* BEGIN Source passage *

Removing active maintainers

Luke Benstead kazade at gmail.com
Fri Jun 26 11:18:56 CDT 2009


2009/6/26 Erich Hoover <ehoover at mines.edu>:
> 2009/6/26 Ken Sharp <kennybobs at o2.co.uk>
>>
>>
>> Alexander Nicolaysen Sørnes wrote:
>>
>>> It's important to note that the script would also have warned maintainers
>>> that there are queued items for the apps they maintain.
>>>
>>
>> Yup, but queued data is also listed down the left of the page, and an
>> email is sent to the maintainer for every test result, bug link, screenshot
>> and comment added to the app (as well as monitor and other stuff, but that's
>> another issue...)
>>
>>> We can make it so only the first 25 threads are shown by default, then
>>> have a 'show all comments' link. This should make it easier for users,
>>> maintainers and admins alike.
>>> Is 25 a good limit? Please post your suggestions.
>>
>> It doesn't really matter how many comments are shown, most of them are
>> useless, and if clicking on "Show all" shows hundreds or thousands of
>> comments, the user is still none-the-wiser.
>>
>> ...
>
> I have found that many of the "useless" comments show up as good Google
> searches when I'm looking up errors.  This kind of behavior has been
> incredibly useful in the past for figuring out what to do with a bug I've
> encountered.  Unfortunately, lately it's been much harder for me to use this
> approach because after I use the link in Google the comments are gone.  This
> behavior wouldn't be a "big" deal except that AppDB only shows the top
> comments in the Google cache (and Google will eventually remove these
> pages), so there's no way to look at the responses for deleted comments
> (note: if we changed AppDB to feed Google all of the comments that would be
> really nice).

* END Source passage *
* BEGIN Data *

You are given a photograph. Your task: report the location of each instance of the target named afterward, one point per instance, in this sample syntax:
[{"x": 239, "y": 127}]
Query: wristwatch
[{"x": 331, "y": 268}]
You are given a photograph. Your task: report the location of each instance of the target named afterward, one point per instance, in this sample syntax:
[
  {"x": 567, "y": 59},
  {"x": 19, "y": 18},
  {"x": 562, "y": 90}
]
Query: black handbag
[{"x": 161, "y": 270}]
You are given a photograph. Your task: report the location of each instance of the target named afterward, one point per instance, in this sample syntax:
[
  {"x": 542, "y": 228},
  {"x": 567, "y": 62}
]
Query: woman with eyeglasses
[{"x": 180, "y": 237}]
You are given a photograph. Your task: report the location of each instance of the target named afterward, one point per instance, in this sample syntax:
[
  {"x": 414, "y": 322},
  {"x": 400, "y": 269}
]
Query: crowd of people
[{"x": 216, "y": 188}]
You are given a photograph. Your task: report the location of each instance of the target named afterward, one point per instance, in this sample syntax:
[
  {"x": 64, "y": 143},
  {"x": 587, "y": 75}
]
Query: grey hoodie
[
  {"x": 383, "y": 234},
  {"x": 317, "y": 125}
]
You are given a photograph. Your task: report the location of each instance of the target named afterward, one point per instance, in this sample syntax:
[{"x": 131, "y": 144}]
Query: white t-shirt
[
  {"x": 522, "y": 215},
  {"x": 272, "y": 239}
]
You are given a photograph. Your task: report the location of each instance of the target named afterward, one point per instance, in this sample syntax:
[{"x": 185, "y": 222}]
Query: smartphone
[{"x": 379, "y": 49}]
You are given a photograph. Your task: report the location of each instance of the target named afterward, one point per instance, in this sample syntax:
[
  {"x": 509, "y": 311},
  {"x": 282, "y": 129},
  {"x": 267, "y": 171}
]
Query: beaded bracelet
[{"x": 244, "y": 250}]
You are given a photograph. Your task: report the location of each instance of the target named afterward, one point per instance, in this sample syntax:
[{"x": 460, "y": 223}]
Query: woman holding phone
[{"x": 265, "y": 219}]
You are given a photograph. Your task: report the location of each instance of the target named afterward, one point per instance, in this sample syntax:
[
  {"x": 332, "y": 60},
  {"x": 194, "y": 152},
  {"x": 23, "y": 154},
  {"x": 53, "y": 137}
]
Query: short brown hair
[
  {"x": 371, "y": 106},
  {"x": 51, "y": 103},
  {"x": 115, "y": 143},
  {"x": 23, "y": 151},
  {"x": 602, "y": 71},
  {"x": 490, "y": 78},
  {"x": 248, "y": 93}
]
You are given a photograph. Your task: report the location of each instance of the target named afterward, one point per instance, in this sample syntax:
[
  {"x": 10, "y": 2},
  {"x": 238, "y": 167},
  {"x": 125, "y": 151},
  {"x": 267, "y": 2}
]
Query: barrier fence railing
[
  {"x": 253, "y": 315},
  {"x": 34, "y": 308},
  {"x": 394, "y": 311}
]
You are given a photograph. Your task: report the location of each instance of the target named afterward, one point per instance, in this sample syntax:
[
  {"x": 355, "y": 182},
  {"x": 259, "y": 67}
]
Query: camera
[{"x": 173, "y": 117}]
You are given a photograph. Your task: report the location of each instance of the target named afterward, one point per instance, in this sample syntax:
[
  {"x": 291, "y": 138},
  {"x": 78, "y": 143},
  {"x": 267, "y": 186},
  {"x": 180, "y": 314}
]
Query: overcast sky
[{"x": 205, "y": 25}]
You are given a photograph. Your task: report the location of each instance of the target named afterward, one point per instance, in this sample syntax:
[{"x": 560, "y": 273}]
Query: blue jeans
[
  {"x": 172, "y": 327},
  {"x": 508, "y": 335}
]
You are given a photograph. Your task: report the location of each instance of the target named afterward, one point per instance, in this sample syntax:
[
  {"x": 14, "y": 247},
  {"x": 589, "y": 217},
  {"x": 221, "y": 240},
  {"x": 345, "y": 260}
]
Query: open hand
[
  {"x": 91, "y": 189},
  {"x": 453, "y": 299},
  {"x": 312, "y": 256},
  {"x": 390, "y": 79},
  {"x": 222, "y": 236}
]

* END Data *
* BEGIN Data *

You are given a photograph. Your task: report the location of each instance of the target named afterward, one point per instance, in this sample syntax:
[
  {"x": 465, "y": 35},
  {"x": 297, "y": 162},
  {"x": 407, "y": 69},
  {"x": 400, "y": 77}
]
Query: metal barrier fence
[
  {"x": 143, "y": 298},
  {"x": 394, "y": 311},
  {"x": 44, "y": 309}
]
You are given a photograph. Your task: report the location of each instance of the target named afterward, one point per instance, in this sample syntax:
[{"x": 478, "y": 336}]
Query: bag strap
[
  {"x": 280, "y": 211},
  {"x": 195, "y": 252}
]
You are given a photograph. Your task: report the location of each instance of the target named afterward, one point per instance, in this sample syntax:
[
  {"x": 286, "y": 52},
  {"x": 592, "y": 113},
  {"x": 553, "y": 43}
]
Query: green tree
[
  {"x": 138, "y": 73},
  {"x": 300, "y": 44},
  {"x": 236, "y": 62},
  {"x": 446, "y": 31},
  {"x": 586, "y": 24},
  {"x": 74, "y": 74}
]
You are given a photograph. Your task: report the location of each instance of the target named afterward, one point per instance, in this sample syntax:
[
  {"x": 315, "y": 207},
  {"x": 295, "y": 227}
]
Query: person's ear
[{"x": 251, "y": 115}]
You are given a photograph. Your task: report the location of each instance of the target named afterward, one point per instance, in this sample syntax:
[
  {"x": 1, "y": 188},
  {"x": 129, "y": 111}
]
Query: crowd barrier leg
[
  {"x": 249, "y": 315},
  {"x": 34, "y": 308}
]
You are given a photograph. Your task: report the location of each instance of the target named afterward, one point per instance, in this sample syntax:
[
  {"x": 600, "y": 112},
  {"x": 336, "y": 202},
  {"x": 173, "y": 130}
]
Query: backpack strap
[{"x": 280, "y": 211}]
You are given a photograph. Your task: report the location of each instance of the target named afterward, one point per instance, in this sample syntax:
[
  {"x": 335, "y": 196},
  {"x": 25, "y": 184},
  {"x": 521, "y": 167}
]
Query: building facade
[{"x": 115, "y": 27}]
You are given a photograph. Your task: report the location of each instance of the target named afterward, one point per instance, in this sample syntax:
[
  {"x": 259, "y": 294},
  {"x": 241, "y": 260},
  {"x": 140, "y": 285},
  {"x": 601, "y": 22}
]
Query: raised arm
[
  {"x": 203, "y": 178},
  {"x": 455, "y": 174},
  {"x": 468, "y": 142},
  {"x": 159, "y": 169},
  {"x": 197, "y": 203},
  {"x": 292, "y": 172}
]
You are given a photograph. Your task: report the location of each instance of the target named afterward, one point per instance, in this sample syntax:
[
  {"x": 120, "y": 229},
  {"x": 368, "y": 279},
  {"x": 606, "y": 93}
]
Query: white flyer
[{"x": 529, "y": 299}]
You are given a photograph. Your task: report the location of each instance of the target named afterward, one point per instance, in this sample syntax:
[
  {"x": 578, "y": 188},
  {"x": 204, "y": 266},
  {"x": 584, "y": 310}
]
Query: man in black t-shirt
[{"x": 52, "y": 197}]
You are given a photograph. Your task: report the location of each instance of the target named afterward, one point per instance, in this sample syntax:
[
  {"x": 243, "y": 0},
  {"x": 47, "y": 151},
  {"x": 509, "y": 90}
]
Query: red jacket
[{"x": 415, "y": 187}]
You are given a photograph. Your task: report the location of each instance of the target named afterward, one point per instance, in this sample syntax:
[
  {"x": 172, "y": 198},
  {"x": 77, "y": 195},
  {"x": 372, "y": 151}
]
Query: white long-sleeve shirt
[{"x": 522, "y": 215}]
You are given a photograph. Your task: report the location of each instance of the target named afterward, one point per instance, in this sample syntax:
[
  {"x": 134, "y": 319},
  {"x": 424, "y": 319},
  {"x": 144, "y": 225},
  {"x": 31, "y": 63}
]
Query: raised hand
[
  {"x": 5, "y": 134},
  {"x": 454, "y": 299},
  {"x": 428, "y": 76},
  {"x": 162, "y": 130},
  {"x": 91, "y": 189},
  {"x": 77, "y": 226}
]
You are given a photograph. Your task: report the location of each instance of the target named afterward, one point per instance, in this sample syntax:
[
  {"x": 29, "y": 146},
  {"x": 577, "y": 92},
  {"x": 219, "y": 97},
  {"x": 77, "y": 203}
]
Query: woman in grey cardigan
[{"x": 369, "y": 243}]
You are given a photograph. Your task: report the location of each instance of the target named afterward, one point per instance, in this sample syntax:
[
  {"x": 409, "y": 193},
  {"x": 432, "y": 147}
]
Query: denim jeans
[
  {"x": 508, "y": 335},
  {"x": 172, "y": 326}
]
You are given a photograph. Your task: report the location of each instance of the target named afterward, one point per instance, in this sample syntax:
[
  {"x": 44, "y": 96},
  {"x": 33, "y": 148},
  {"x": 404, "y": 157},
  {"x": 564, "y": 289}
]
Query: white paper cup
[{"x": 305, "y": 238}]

* END Data *
* BEGIN Data *

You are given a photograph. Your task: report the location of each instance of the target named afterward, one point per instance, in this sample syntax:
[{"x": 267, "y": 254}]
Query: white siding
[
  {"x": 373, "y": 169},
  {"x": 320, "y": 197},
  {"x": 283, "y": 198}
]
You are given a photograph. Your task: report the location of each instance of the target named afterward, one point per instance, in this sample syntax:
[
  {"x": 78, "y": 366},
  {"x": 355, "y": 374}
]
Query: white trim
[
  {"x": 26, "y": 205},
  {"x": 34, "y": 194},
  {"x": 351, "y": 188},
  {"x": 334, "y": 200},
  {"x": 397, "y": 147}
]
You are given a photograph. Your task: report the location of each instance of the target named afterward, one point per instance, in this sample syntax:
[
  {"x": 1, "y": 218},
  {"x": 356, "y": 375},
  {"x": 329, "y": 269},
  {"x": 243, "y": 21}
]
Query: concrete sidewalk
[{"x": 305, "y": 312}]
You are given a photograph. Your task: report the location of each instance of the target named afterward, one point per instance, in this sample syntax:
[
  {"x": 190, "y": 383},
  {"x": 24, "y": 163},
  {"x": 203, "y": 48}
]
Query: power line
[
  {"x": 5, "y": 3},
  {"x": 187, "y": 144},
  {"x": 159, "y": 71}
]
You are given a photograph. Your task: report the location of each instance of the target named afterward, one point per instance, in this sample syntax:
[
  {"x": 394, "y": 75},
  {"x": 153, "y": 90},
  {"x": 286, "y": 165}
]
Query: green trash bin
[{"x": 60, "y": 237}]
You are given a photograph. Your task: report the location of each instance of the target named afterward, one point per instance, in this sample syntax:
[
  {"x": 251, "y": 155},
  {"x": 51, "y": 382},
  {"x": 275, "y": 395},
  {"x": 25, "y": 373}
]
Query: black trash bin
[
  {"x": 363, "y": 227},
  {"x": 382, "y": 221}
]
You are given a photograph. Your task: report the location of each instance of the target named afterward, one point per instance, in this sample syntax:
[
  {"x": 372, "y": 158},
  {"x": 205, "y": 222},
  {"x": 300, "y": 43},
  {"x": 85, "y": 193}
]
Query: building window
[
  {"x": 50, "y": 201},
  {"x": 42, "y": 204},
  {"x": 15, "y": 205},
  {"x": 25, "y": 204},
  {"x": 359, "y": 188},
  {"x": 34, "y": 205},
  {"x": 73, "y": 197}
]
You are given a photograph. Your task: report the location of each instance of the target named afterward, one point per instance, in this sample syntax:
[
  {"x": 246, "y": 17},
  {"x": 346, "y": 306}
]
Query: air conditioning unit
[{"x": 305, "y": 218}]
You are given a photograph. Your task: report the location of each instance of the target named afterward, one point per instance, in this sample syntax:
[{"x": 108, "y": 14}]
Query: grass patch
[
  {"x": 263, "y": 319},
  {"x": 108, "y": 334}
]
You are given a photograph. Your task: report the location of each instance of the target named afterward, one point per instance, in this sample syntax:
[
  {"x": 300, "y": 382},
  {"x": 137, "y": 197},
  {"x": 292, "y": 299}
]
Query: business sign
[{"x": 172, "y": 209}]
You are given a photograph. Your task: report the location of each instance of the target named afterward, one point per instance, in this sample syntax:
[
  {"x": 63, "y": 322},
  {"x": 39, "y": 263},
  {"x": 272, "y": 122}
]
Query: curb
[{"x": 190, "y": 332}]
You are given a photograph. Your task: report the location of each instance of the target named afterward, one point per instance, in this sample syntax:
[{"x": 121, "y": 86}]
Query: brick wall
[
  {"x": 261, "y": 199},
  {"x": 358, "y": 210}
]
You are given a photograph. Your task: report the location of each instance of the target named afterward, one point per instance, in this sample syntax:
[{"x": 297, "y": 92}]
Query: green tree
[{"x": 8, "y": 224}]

* END Data *

## Exercise tasks
**a.** Answer these questions about the message on removing active maintainers, one answer per line:
(i) How many threads are proposed to be shown by default before a 'show all comments' link?
(ii) What is sent to the maintainer for every test result, bug link, screenshot and comment added to an app?
(iii) Which comments does AppDB show in the Google cache?
**b.** From the message on removing active maintainers, copy the passage starting with "2009/6/26 Erich Hoover" and going on through "apps they maintain.".

## Correct answers
**a.**
(i) The first 25 threads.
(ii) An email.
(iii) Only the top comments.

**b.**
2009/6/26 Erich Hoover <ehoover at mines.edu>:
> 2009/6/26 Ken Sharp <kennybobs at o2.co.uk>
>>
>>
>> Alexander Nicolaysen Sørnes wrote:
>>
>>> It's important to note that the script would also have warned maintainers
>>> that there are queued items for the apps they maintain.